▶ **ABOUT THIS EXERCISE**
Exactly retype the lines from the top of the data through the line containing "negative clicks: (499, 224) (527, 345)", leaving out every picture.

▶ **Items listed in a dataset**
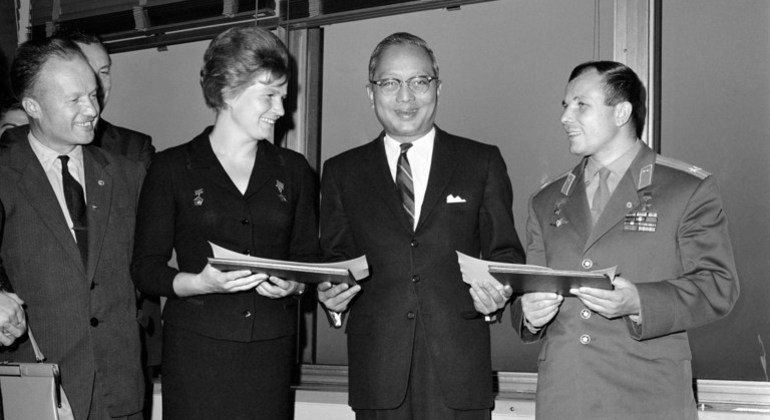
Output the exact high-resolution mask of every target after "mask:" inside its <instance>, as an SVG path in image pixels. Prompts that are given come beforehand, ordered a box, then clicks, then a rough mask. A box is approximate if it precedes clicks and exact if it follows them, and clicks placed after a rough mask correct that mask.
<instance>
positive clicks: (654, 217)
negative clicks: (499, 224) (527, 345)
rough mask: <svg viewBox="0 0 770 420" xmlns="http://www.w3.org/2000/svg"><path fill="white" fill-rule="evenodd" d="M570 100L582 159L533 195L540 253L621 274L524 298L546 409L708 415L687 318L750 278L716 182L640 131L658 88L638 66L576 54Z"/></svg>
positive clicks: (573, 148) (559, 259)
mask: <svg viewBox="0 0 770 420" xmlns="http://www.w3.org/2000/svg"><path fill="white" fill-rule="evenodd" d="M562 104H563V107H564V112H563V114H562V117H561V122H562V125H563V126H564V130H565V131H566V132H567V138H568V140H569V146H570V151H571V152H572V153H573V154H576V155H578V156H581V157H582V159H581V161H580V163H579V164H578V165H577V166H576V167H575V168H573V169H572V170H571V171H569V172H567V173H566V174H565V175H564V176H562V177H560V178H559V179H557V180H556V181H554V182H552V183H550V184H548V185H546V186H545V187H543V189H542V190H541V191H539V192H537V193H536V194H535V195H534V196H533V197H532V200H531V204H530V209H529V220H528V223H527V261H528V262H529V263H531V264H537V265H544V266H548V267H552V268H556V269H566V270H584V271H587V270H597V269H603V268H608V267H612V266H617V271H618V273H619V274H618V276H617V277H616V278H615V279H614V280H613V282H612V283H613V286H614V289H613V290H600V289H595V288H586V287H581V288H579V289H573V290H571V291H570V295H568V296H559V295H556V294H553V293H529V294H525V295H523V296H522V297H521V298H520V299H517V300H516V302H515V303H514V310H513V312H512V316H513V325H514V327H515V328H517V329H518V331H519V333H520V335H521V337H522V338H523V340H524V341H525V342H533V341H537V340H542V341H543V347H542V350H541V352H540V357H539V361H538V389H537V417H538V418H543V419H561V418H570V419H592V420H596V419H618V418H623V419H640V420H641V419H693V420H694V419H697V413H696V410H695V399H694V397H693V390H692V371H691V363H690V360H691V354H690V347H689V343H688V338H687V332H686V331H687V330H688V329H691V328H695V327H699V326H702V325H704V324H707V323H709V322H712V321H714V320H716V319H718V318H720V317H723V316H725V315H726V314H727V313H728V312H730V310H731V308H732V307H733V304H734V303H735V301H736V300H737V298H738V290H739V289H738V277H737V274H736V270H735V262H734V260H733V253H732V247H731V244H730V238H729V236H728V231H727V220H726V218H725V214H724V207H723V205H722V201H721V198H720V195H719V192H718V189H717V186H716V181H715V179H714V177H713V176H711V175H710V174H708V173H707V172H705V171H704V170H702V169H700V168H698V167H695V166H692V165H689V164H686V163H683V162H679V161H677V160H674V159H670V158H666V157H663V156H660V155H657V154H656V153H655V152H653V151H652V150H651V149H649V148H648V147H647V146H646V145H644V144H643V143H642V142H641V140H639V137H640V136H641V134H642V130H643V128H644V119H645V91H644V86H643V85H642V83H641V82H640V81H639V78H638V77H637V76H636V74H634V72H633V71H632V70H631V69H630V68H628V67H627V66H625V65H623V64H620V63H615V62H608V61H598V62H588V63H584V64H582V65H579V66H577V67H576V68H575V69H574V70H573V72H572V74H571V75H570V78H569V83H568V85H567V88H566V93H565V96H564V100H563V102H562Z"/></svg>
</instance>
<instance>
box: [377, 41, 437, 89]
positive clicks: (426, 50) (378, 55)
mask: <svg viewBox="0 0 770 420" xmlns="http://www.w3.org/2000/svg"><path fill="white" fill-rule="evenodd" d="M396 45H399V46H401V45H413V46H415V47H419V48H422V49H423V50H424V51H425V54H428V57H429V58H430V64H431V66H432V67H433V74H431V75H429V76H433V77H438V62H437V61H436V55H435V54H433V50H432V49H431V48H430V47H429V46H428V43H427V42H425V40H424V39H422V38H420V37H419V36H417V35H412V34H410V33H408V32H396V33H394V34H390V35H388V36H387V37H385V39H383V40H382V41H380V43H379V44H377V46H376V47H374V51H372V55H371V57H369V80H374V73H375V72H376V71H377V66H378V65H379V64H380V58H381V56H382V53H384V52H385V50H387V49H388V48H390V47H393V46H396Z"/></svg>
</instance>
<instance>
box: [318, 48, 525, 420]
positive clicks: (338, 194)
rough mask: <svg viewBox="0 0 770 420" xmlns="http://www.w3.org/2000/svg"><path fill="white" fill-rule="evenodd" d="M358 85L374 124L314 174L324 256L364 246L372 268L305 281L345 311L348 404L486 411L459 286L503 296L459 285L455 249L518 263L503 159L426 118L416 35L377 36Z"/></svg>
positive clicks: (483, 333) (497, 260) (413, 410)
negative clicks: (366, 94) (332, 276)
mask: <svg viewBox="0 0 770 420" xmlns="http://www.w3.org/2000/svg"><path fill="white" fill-rule="evenodd" d="M369 80H370V84H369V85H368V88H367V89H368V93H369V99H370V101H371V104H372V107H373V108H374V111H375V114H376V115H377V118H378V120H379V121H380V123H381V124H382V126H383V128H384V132H383V133H382V134H380V136H379V137H378V138H376V139H375V140H374V141H372V142H370V143H368V144H366V145H363V146H360V147H357V148H355V149H352V150H350V151H348V152H345V153H343V154H341V155H339V156H337V157H334V158H332V159H330V160H329V161H328V162H326V164H325V166H324V170H323V180H322V203H321V243H322V247H323V250H324V253H325V254H326V257H327V258H328V259H330V260H340V259H347V258H353V257H357V256H359V255H362V254H366V257H367V259H368V261H369V265H370V271H371V277H370V278H369V279H368V280H366V281H364V282H362V284H361V285H356V286H354V287H352V288H348V287H347V286H346V285H336V286H334V287H332V285H331V284H328V283H326V284H321V285H319V288H318V296H319V300H320V301H321V302H322V303H323V304H324V305H325V307H326V308H327V309H328V310H330V311H332V312H333V313H332V315H333V318H335V319H336V320H337V321H340V317H339V314H340V313H341V312H344V311H346V310H347V309H348V308H349V309H350V313H349V316H348V321H347V330H346V333H347V338H348V360H349V365H350V368H349V369H350V370H349V378H350V386H349V389H350V391H349V392H350V399H349V402H350V405H351V406H352V407H353V409H354V410H355V411H356V418H357V419H420V420H423V419H487V418H489V417H490V408H491V407H492V405H493V396H492V372H491V356H490V338H489V326H488V325H487V323H486V322H485V319H484V316H483V315H482V314H480V313H479V312H478V311H477V309H478V310H482V309H483V308H480V307H474V302H473V300H472V298H471V292H470V290H475V292H474V293H483V294H484V295H485V296H488V297H489V298H490V299H492V300H494V302H495V307H494V310H497V309H500V308H502V307H503V306H504V304H505V301H506V300H507V299H508V297H509V296H510V293H509V291H507V290H503V288H502V287H501V286H499V284H492V283H487V282H484V281H477V282H474V286H473V287H474V289H469V286H468V285H467V284H466V283H464V282H463V278H462V275H461V273H460V269H459V266H458V263H457V254H456V251H460V252H463V253H466V254H470V255H475V256H482V257H483V258H485V259H490V260H496V261H506V262H522V261H523V251H522V248H521V244H520V243H519V239H518V236H517V234H516V230H515V228H514V224H513V216H512V209H511V206H512V200H513V193H512V189H511V184H510V181H509V179H508V174H507V171H506V167H505V163H504V162H503V159H502V156H501V155H500V152H499V150H498V149H497V148H496V147H493V146H489V145H485V144H482V143H479V142H475V141H472V140H468V139H464V138H460V137H456V136H453V135H451V134H449V133H446V132H444V131H442V130H441V129H439V128H437V127H435V126H434V124H433V121H434V118H435V115H436V106H437V102H438V95H439V92H440V81H439V79H438V65H437V64H436V60H435V57H434V55H433V52H432V51H431V49H430V48H429V47H428V45H427V44H426V43H425V41H424V40H422V39H421V38H418V37H416V36H414V35H411V34H407V33H396V34H393V35H391V36H389V37H387V38H385V39H384V40H383V41H381V42H380V44H379V45H378V46H377V47H376V48H375V50H374V52H373V53H372V56H371V59H370V62H369ZM354 298H355V299H354ZM482 312H484V313H486V312H489V311H487V310H482ZM338 324H341V323H339V322H338Z"/></svg>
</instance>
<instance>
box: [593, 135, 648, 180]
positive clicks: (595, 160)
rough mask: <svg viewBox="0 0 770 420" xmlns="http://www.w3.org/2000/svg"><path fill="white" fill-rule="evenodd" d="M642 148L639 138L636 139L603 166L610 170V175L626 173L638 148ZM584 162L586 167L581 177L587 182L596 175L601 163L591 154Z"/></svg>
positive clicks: (631, 162)
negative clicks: (608, 163) (584, 170)
mask: <svg viewBox="0 0 770 420" xmlns="http://www.w3.org/2000/svg"><path fill="white" fill-rule="evenodd" d="M641 148H642V144H641V142H640V141H639V140H636V141H635V142H634V143H633V144H632V145H631V147H629V148H628V150H626V151H625V152H623V154H622V155H620V156H619V157H618V158H617V159H615V160H613V161H612V162H610V163H609V164H607V165H606V166H605V167H606V168H607V169H609V170H610V172H611V173H612V175H615V176H617V177H622V176H623V174H625V173H626V171H627V170H628V168H630V167H631V164H632V163H633V162H634V159H635V158H636V155H637V154H638V153H639V150H640V149H641ZM587 161H588V162H587V163H586V169H585V175H584V177H583V180H584V181H585V182H586V183H588V182H590V181H591V180H592V179H593V177H594V176H595V175H596V173H597V172H599V169H601V168H602V164H601V163H599V162H598V161H597V160H596V159H594V158H593V156H590V157H589V158H588V159H587Z"/></svg>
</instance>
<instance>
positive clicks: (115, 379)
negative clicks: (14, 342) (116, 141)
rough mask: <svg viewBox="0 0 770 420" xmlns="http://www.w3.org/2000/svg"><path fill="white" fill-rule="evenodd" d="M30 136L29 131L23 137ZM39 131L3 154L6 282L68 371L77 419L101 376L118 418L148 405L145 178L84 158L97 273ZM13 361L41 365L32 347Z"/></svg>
mask: <svg viewBox="0 0 770 420" xmlns="http://www.w3.org/2000/svg"><path fill="white" fill-rule="evenodd" d="M20 129H22V130H20ZM28 131H29V126H23V127H19V128H17V129H12V130H8V132H6V133H4V136H5V135H11V136H13V137H14V138H12V139H10V140H11V141H10V142H8V143H6V144H3V145H0V203H2V209H3V212H2V213H0V225H2V245H1V246H0V276H2V275H3V272H4V273H5V275H7V279H8V281H9V282H10V284H11V285H12V287H13V289H14V290H15V292H16V293H18V295H19V297H21V298H22V299H23V300H24V301H25V303H26V314H27V319H28V320H29V325H30V327H31V328H32V329H33V331H34V334H35V338H36V339H37V341H38V344H39V345H40V348H41V350H42V351H43V354H44V355H45V356H46V357H47V359H48V361H49V362H51V363H58V364H59V367H60V369H61V377H62V386H63V388H64V390H65V392H66V393H67V397H68V399H69V401H70V404H71V405H72V410H73V413H74V416H75V418H77V419H85V418H86V416H87V413H88V410H89V407H90V405H91V395H92V391H93V383H94V375H96V374H98V375H100V377H101V379H100V381H101V383H102V389H103V390H104V395H103V398H104V402H105V403H106V406H107V409H108V411H109V413H110V415H111V416H114V417H118V416H126V415H129V414H132V413H136V412H139V411H140V410H141V409H142V406H143V403H144V393H143V388H144V385H143V384H144V381H143V376H142V368H141V364H140V344H139V325H138V324H137V321H136V300H135V292H134V285H133V283H132V282H131V276H130V273H129V264H130V260H131V251H132V242H133V234H134V222H135V215H136V205H137V201H138V197H139V188H140V185H141V182H142V178H143V176H144V168H143V167H142V166H141V165H140V164H138V163H136V162H131V161H129V160H126V159H124V158H123V157H121V156H116V155H112V154H110V153H108V152H105V151H103V150H101V149H99V148H97V147H94V146H85V147H84V148H83V166H84V169H85V191H86V201H87V206H88V210H87V214H88V250H89V251H88V264H87V265H86V266H84V265H83V262H82V260H81V257H80V252H79V251H78V247H77V244H76V242H75V240H74V239H73V237H72V234H71V232H70V229H69V227H68V226H67V222H66V219H65V218H64V214H63V213H62V209H61V206H60V205H59V202H58V201H57V199H56V196H55V194H54V191H53V189H52V188H51V185H50V182H49V181H48V178H47V176H46V174H45V172H44V171H43V168H42V166H41V165H40V161H39V160H38V158H37V156H35V154H34V152H33V151H32V148H31V147H30V145H29V141H28V140H27V133H28ZM4 359H13V360H16V361H19V362H33V361H34V360H35V359H34V354H33V352H32V348H31V346H30V343H29V341H28V340H23V341H22V342H21V343H20V344H19V345H18V347H15V346H14V347H11V348H10V349H9V350H8V353H6V354H5V355H4Z"/></svg>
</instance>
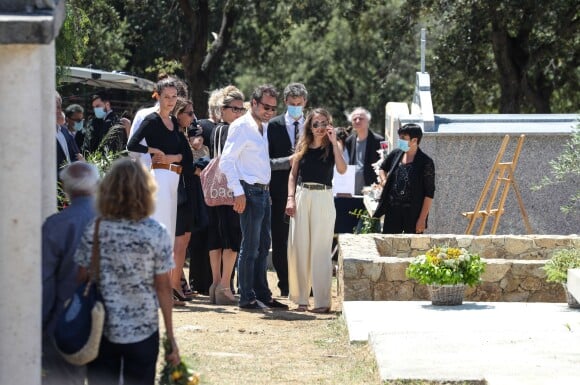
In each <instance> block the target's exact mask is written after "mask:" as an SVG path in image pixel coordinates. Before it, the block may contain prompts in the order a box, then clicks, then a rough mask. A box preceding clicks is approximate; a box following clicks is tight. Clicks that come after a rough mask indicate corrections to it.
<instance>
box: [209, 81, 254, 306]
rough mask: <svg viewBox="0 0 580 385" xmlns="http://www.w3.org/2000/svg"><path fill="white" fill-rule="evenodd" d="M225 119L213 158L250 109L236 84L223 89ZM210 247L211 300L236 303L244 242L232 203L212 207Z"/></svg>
mask: <svg viewBox="0 0 580 385" xmlns="http://www.w3.org/2000/svg"><path fill="white" fill-rule="evenodd" d="M220 101H221V110H220V116H221V122H220V123H218V124H217V125H216V126H215V127H214V129H213V131H212V136H211V138H210V146H209V147H210V154H211V157H212V158H215V157H216V156H218V154H219V153H221V151H222V149H223V147H224V145H225V143H226V138H227V137H228V128H229V125H230V124H231V123H232V122H233V121H234V120H236V119H237V118H239V117H240V116H242V115H243V114H244V112H246V110H245V108H244V94H242V92H241V91H240V90H239V89H237V88H236V87H234V86H227V87H225V88H223V89H222V96H221V98H220ZM208 217H209V228H208V249H209V261H210V265H211V271H212V277H213V283H212V285H211V286H210V289H209V295H210V302H212V303H216V304H218V305H235V304H237V300H236V298H235V297H234V294H233V293H232V291H231V288H230V280H231V277H232V272H233V270H234V265H235V263H236V258H237V256H238V251H240V244H241V241H242V231H241V229H240V216H239V214H238V213H236V212H235V211H234V209H233V207H232V206H227V205H224V206H215V207H209V208H208Z"/></svg>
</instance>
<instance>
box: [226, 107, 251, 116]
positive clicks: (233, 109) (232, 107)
mask: <svg viewBox="0 0 580 385" xmlns="http://www.w3.org/2000/svg"><path fill="white" fill-rule="evenodd" d="M223 108H224V109H227V108H230V109H231V110H232V112H234V113H236V114H239V113H242V112H246V109H245V108H244V107H234V106H224V107H223Z"/></svg>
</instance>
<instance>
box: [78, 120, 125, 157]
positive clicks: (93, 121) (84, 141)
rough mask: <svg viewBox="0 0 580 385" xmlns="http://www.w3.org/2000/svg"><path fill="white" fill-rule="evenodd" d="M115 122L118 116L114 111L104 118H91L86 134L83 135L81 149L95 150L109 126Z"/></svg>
mask: <svg viewBox="0 0 580 385" xmlns="http://www.w3.org/2000/svg"><path fill="white" fill-rule="evenodd" d="M117 123H119V117H118V116H117V114H115V112H114V111H111V112H110V113H109V114H107V116H105V119H97V118H93V120H92V121H91V123H90V125H89V127H88V132H87V135H86V136H85V140H84V143H83V151H88V152H95V151H96V150H97V149H98V148H99V145H100V144H101V142H102V141H103V138H104V137H105V135H107V133H108V132H109V130H110V129H111V127H113V126H114V125H115V124H117Z"/></svg>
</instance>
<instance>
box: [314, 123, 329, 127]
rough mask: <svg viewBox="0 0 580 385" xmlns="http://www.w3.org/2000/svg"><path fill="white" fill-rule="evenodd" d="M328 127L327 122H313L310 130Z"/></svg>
mask: <svg viewBox="0 0 580 385" xmlns="http://www.w3.org/2000/svg"><path fill="white" fill-rule="evenodd" d="M329 125H330V123H328V122H314V123H312V128H326V127H328V126H329Z"/></svg>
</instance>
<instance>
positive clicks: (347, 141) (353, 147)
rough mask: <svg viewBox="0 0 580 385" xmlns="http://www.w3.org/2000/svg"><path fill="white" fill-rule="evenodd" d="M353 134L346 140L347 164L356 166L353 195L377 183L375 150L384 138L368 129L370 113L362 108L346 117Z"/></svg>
mask: <svg viewBox="0 0 580 385" xmlns="http://www.w3.org/2000/svg"><path fill="white" fill-rule="evenodd" d="M348 121H349V122H351V124H352V128H353V133H352V134H351V135H350V136H349V137H348V138H347V139H346V143H345V147H346V149H347V151H348V156H349V164H351V165H355V166H356V172H355V187H354V193H355V194H357V195H360V194H361V191H362V188H363V187H364V186H370V185H371V184H373V183H376V182H377V173H376V172H375V170H374V168H373V163H376V162H378V160H379V158H380V157H379V154H378V153H377V150H380V148H381V141H382V140H384V138H383V137H382V136H380V135H377V134H375V133H374V132H372V131H371V130H370V129H369V126H370V123H371V113H370V112H369V111H368V110H367V109H366V108H363V107H356V108H355V109H354V110H352V112H351V113H350V114H349V116H348Z"/></svg>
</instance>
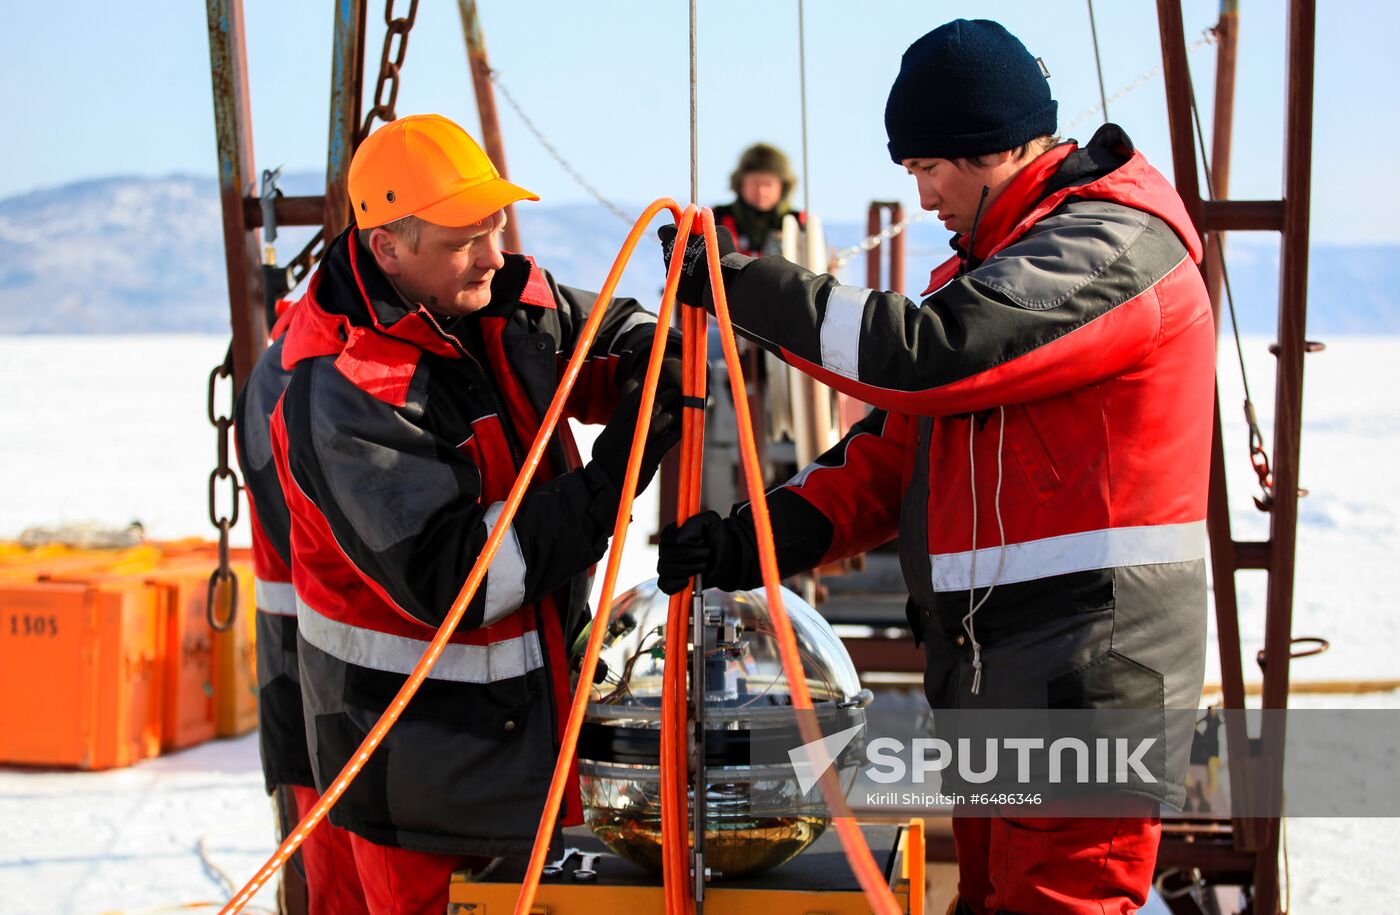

▶ **ANSWER TO THE EXERCISE**
Output the exact high-resolution mask of every target after "mask:" inside its <instance>, as an SVG path in image pixels. Prompts that are given come beforehand, ordered a box, then clicks, then a rough mask. A box is approximate if it precedes clicks and exact if it follows them, and clicks placed after a rough mask correct that mask.
<instance>
positive clicks: (654, 217)
negative clicks: (499, 224) (527, 345)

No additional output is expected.